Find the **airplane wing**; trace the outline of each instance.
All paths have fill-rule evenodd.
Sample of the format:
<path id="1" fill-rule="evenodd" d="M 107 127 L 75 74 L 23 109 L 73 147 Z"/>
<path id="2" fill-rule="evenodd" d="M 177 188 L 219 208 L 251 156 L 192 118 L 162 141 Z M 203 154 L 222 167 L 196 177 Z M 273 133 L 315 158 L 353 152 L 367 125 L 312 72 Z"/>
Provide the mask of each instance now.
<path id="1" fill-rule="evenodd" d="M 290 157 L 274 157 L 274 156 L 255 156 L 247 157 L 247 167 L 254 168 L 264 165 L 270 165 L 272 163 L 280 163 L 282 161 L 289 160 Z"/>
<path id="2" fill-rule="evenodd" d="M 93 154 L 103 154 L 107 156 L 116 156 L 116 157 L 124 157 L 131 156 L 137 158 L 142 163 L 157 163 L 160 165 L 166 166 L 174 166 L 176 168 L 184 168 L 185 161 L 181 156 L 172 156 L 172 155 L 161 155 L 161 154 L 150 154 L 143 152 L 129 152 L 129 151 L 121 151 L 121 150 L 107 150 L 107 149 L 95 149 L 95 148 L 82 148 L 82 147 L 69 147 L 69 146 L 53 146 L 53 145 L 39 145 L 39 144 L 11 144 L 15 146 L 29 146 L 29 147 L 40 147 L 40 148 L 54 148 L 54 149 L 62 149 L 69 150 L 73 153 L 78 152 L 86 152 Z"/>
*-*-*
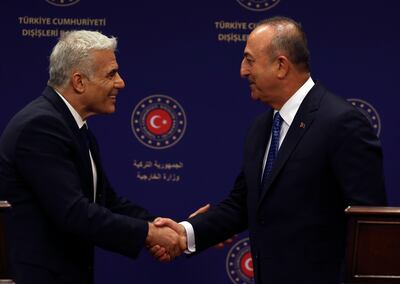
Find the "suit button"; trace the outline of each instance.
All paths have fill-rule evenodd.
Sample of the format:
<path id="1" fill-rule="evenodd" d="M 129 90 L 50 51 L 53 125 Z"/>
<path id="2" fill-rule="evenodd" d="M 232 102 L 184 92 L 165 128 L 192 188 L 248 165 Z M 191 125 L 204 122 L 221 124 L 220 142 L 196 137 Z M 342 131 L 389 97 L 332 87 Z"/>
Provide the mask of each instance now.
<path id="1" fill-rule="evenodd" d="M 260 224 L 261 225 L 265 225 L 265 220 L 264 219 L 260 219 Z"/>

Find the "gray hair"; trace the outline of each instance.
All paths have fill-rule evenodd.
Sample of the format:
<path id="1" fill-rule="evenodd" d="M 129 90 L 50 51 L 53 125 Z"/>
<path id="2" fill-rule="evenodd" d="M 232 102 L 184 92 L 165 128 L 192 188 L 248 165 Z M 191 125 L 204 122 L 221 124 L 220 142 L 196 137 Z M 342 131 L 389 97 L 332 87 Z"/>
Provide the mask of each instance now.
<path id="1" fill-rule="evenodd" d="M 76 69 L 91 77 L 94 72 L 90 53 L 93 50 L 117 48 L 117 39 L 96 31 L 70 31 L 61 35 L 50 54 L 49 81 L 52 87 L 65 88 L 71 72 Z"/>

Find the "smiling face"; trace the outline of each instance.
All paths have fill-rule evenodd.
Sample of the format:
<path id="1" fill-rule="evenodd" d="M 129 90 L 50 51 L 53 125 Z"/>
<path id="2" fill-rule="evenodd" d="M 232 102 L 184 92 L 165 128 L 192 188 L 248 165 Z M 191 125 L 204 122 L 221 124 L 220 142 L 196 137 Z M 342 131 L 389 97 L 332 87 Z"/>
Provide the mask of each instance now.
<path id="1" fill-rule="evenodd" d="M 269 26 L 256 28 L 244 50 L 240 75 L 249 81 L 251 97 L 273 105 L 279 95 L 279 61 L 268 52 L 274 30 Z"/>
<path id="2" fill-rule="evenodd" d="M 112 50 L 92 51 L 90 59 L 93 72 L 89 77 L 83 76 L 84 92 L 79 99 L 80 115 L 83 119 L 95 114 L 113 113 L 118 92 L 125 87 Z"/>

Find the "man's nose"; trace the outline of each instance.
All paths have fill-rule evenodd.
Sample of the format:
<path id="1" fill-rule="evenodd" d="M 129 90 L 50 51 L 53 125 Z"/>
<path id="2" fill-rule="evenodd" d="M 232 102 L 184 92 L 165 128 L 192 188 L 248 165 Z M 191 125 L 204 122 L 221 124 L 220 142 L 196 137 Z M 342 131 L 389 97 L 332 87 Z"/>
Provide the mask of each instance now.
*-*-*
_WHAT TO PRODUCE:_
Could you work out how many lines in the records include "trace"? Answer with the number only.

_SOLVED PROBLEM:_
5